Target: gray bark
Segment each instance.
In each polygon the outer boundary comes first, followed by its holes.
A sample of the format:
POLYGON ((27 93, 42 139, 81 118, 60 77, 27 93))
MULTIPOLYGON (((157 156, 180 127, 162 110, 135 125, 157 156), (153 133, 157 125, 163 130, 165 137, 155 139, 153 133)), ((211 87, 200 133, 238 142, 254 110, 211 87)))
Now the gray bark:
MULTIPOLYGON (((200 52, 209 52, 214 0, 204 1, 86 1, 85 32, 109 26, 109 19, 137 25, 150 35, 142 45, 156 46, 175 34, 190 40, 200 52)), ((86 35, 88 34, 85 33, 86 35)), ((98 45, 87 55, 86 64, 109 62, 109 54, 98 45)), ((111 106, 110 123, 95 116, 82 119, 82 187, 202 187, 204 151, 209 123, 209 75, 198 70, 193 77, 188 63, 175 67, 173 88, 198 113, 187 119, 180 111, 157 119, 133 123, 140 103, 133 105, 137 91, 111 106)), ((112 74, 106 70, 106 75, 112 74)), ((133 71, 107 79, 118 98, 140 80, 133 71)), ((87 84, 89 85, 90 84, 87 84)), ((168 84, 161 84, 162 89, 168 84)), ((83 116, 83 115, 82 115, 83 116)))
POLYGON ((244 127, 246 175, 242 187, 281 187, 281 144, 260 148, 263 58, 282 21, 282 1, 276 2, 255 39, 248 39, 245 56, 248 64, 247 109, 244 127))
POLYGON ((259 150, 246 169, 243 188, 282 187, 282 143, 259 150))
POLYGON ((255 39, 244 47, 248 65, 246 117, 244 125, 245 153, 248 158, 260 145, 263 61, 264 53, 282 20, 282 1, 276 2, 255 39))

+-------+

§ The request: Can you transcribe all of the data above line for line, without changing anything?

§ Answer below:
Target: gray bark
Segment each instance.
In each polygon the outer boundary comes first, followed by its holes.
A sample of the format:
POLYGON ((27 93, 42 139, 81 118, 60 77, 27 93))
MULTIPOLYGON (((157 156, 180 127, 162 110, 135 125, 157 156), (153 133, 157 125, 163 130, 165 137, 155 139, 153 133)), ((211 87, 200 133, 238 142, 254 110, 211 87)))
Now the gray bark:
MULTIPOLYGON (((200 52, 209 52, 214 0, 204 1, 86 1, 85 32, 109 26, 109 19, 137 25, 150 35, 142 45, 156 46, 175 34, 190 40, 200 52)), ((86 35, 88 34, 85 33, 86 35)), ((98 45, 87 55, 86 64, 109 62, 109 54, 98 45)), ((111 106, 110 123, 95 116, 82 119, 82 187, 202 187, 204 151, 209 123, 209 75, 198 70, 193 77, 188 63, 175 67, 173 88, 198 113, 187 119, 180 111, 157 119, 133 123, 140 103, 133 105, 137 91, 111 106)), ((112 74, 106 70, 106 75, 112 74)), ((133 71, 107 79, 118 98, 140 80, 133 71)), ((87 84, 89 85, 90 84, 87 84)), ((168 84, 161 84, 162 89, 168 84)), ((83 116, 83 115, 82 115, 83 116)))
POLYGON ((244 127, 246 175, 242 187, 281 187, 281 144, 260 148, 263 58, 282 21, 282 1, 276 2, 255 39, 248 39, 245 56, 248 64, 247 109, 244 127))
POLYGON ((259 150, 246 169, 243 188, 282 187, 282 143, 259 150))
POLYGON ((255 39, 244 47, 248 65, 246 117, 244 125, 245 153, 248 158, 260 145, 263 61, 264 53, 282 20, 282 1, 276 2, 255 39))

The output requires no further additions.